What the exercise asks
Rewrite the records starting at the line containing "Curation task — class label: blurred crowd." and ending at the line containing "[0,0,200,149]", with every "class label" changed to "category label" and all other text left unchanged. Return only those lines.

Extracted data
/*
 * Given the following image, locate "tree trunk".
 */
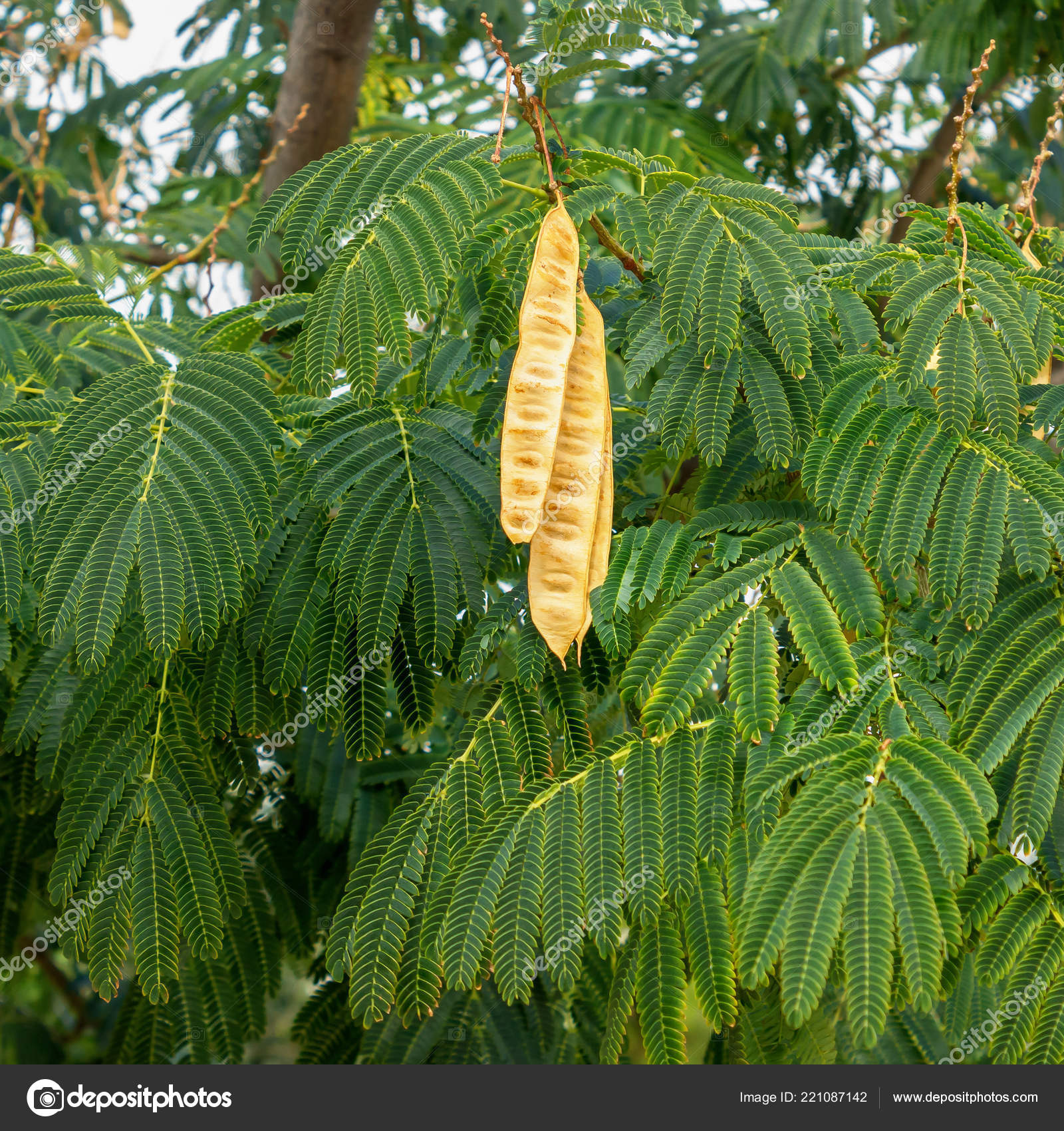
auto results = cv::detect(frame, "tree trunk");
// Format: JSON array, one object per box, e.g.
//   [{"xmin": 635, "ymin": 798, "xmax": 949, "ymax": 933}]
[{"xmin": 251, "ymin": 0, "xmax": 378, "ymax": 299}]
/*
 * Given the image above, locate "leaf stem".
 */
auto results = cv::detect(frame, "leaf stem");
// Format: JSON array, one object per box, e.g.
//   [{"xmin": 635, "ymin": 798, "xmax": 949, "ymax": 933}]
[
  {"xmin": 391, "ymin": 405, "xmax": 421, "ymax": 510},
  {"xmin": 148, "ymin": 656, "xmax": 170, "ymax": 782},
  {"xmin": 500, "ymin": 176, "xmax": 551, "ymax": 200},
  {"xmin": 122, "ymin": 318, "xmax": 155, "ymax": 365}
]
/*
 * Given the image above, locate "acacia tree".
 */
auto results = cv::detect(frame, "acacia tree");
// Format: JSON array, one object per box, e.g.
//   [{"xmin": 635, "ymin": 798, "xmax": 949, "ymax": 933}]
[{"xmin": 0, "ymin": 3, "xmax": 1064, "ymax": 1063}]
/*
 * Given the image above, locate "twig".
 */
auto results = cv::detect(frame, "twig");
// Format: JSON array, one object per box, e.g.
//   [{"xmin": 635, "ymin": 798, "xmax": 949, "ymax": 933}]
[
  {"xmin": 33, "ymin": 102, "xmax": 52, "ymax": 232},
  {"xmin": 1017, "ymin": 82, "xmax": 1064, "ymax": 244},
  {"xmin": 492, "ymin": 63, "xmax": 513, "ymax": 165},
  {"xmin": 529, "ymin": 98, "xmax": 562, "ymax": 193},
  {"xmin": 588, "ymin": 213, "xmax": 644, "ymax": 283},
  {"xmin": 481, "ymin": 11, "xmax": 643, "ymax": 283},
  {"xmin": 144, "ymin": 102, "xmax": 310, "ymax": 287},
  {"xmin": 531, "ymin": 94, "xmax": 569, "ymax": 157},
  {"xmin": 481, "ymin": 11, "xmax": 562, "ymax": 202},
  {"xmin": 945, "ymin": 40, "xmax": 998, "ymax": 243}
]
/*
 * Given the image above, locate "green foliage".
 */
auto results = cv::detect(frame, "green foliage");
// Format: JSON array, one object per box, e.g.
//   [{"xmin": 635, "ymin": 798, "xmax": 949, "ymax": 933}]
[{"xmin": 6, "ymin": 2, "xmax": 1064, "ymax": 1063}]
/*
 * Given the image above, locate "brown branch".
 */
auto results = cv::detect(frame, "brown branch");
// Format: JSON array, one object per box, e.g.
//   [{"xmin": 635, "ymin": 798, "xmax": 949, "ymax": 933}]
[
  {"xmin": 33, "ymin": 102, "xmax": 52, "ymax": 232},
  {"xmin": 588, "ymin": 213, "xmax": 644, "ymax": 283},
  {"xmin": 1017, "ymin": 82, "xmax": 1064, "ymax": 233},
  {"xmin": 481, "ymin": 11, "xmax": 644, "ymax": 283},
  {"xmin": 144, "ymin": 102, "xmax": 310, "ymax": 287},
  {"xmin": 945, "ymin": 40, "xmax": 998, "ymax": 243},
  {"xmin": 481, "ymin": 11, "xmax": 562, "ymax": 202}
]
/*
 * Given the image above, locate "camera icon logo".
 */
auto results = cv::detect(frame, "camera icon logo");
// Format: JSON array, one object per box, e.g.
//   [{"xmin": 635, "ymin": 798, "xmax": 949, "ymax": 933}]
[{"xmin": 26, "ymin": 1080, "xmax": 65, "ymax": 1115}]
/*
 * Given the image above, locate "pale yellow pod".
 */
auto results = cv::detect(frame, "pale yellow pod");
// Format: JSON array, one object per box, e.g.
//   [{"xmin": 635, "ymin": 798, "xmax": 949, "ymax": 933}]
[
  {"xmin": 500, "ymin": 204, "xmax": 580, "ymax": 543},
  {"xmin": 577, "ymin": 382, "xmax": 613, "ymax": 664},
  {"xmin": 528, "ymin": 289, "xmax": 607, "ymax": 666}
]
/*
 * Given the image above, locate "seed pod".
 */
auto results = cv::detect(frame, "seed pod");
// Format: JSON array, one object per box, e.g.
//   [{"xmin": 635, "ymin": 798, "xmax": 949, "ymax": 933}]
[
  {"xmin": 528, "ymin": 287, "xmax": 608, "ymax": 666},
  {"xmin": 500, "ymin": 202, "xmax": 580, "ymax": 543},
  {"xmin": 577, "ymin": 373, "xmax": 613, "ymax": 664}
]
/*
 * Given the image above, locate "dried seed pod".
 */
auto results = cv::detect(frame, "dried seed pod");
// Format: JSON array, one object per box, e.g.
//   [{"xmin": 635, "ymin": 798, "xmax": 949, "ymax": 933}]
[
  {"xmin": 577, "ymin": 380, "xmax": 613, "ymax": 664},
  {"xmin": 500, "ymin": 202, "xmax": 580, "ymax": 543},
  {"xmin": 528, "ymin": 287, "xmax": 607, "ymax": 666}
]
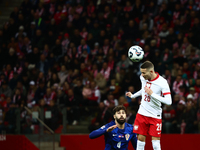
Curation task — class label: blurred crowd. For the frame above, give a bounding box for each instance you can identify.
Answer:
[0,0,200,133]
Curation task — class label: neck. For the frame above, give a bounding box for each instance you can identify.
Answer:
[115,120,125,129]
[151,72,157,80]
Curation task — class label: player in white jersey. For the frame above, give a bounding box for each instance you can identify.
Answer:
[126,61,172,150]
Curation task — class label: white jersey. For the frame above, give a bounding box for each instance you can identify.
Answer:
[134,74,171,119]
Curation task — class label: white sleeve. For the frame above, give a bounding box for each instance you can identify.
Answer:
[151,80,172,105]
[131,89,142,98]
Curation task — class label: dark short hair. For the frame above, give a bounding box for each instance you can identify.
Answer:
[140,61,154,69]
[113,105,126,114]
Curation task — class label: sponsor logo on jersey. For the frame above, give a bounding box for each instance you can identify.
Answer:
[101,126,106,129]
[145,82,151,88]
[125,134,130,141]
[134,125,138,130]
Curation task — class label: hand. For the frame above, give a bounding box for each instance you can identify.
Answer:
[126,92,132,98]
[144,87,153,95]
[106,125,117,132]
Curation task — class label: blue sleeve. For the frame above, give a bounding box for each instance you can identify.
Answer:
[89,126,107,139]
[131,133,137,150]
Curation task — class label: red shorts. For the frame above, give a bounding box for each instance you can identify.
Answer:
[133,113,162,137]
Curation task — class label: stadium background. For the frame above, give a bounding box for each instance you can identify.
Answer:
[0,0,200,149]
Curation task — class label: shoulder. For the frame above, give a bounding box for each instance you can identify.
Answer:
[126,123,133,132]
[157,75,168,86]
[101,121,115,129]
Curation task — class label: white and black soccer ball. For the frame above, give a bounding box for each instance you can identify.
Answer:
[128,45,144,62]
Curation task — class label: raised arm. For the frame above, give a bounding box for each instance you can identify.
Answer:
[131,134,137,150]
[126,89,142,98]
[89,125,117,139]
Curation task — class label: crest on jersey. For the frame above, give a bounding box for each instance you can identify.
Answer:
[101,125,106,129]
[125,134,130,141]
[145,82,151,88]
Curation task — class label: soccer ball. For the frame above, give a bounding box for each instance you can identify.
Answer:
[128,45,144,62]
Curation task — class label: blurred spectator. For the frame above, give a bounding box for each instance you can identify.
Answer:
[115,54,129,72]
[182,102,195,133]
[103,94,118,107]
[108,79,121,99]
[45,100,59,131]
[87,81,101,106]
[94,73,107,99]
[34,81,46,104]
[194,79,200,93]
[100,62,111,81]
[36,54,49,75]
[66,89,80,125]
[58,65,68,85]
[44,88,56,105]
[27,81,36,108]
[126,107,136,125]
[88,102,108,131]
[47,73,60,87]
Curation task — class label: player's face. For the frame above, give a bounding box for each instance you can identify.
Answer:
[114,110,126,125]
[140,68,151,80]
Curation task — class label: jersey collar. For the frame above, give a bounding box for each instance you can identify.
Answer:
[149,72,160,81]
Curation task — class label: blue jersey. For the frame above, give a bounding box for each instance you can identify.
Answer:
[89,121,137,150]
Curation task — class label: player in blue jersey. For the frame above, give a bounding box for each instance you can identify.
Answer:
[89,105,137,150]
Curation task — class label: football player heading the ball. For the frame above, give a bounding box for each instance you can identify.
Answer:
[89,105,137,150]
[126,61,172,150]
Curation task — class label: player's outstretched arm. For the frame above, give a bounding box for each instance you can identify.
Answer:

Exercise solution
Curation task — category label: blurred crowd. For the frame above, give a bounding box for each instance you can identify.
Answer:
[0,0,200,133]
Curation task — category label: neck. For the frame above, give a bounding box for each instance you can identify.
Answer:
[115,120,125,129]
[151,72,157,80]
Curation task — category label: player in white jersey. For the frame above, give a bounding box for each instance you can identify.
Answer:
[126,61,172,150]
Curation task — category label: white jersey. For the frame above, give a bounding box for each instance you can identify.
Answer:
[134,74,171,119]
Curation task — category label: white sleeve. For the frame above, give a bounding box for each instance you can identify.
Answer:
[151,80,172,105]
[131,89,142,98]
Curation task — category label: dark short hair. For the frame above, give a bounding box for each instance you can identify.
Answer:
[140,61,154,69]
[113,105,126,114]
Curation task — category label: sponsor logo on jersey. For the frame above, give a bounding box for each instance you can identify.
Answer:
[101,126,106,129]
[145,82,151,88]
[125,134,130,141]
[134,125,138,130]
Curation task — category label: hand. For the frame above, give a bounding box for each instance you can identify.
Answer:
[126,92,132,98]
[144,87,153,95]
[106,125,117,132]
Curation task — category label: blue sleeve. For the frame above, give a bounding box for each instance you can identify.
Answer:
[89,126,107,139]
[131,133,137,150]
Curation task — category label: red shorts. For the frame above, give a bounding box for each instance you can identify.
Answer:
[133,113,162,137]
Curation task — category label: stadium background. For the frame above, give a bounding box for each instance you can identify.
Answer:
[0,0,200,149]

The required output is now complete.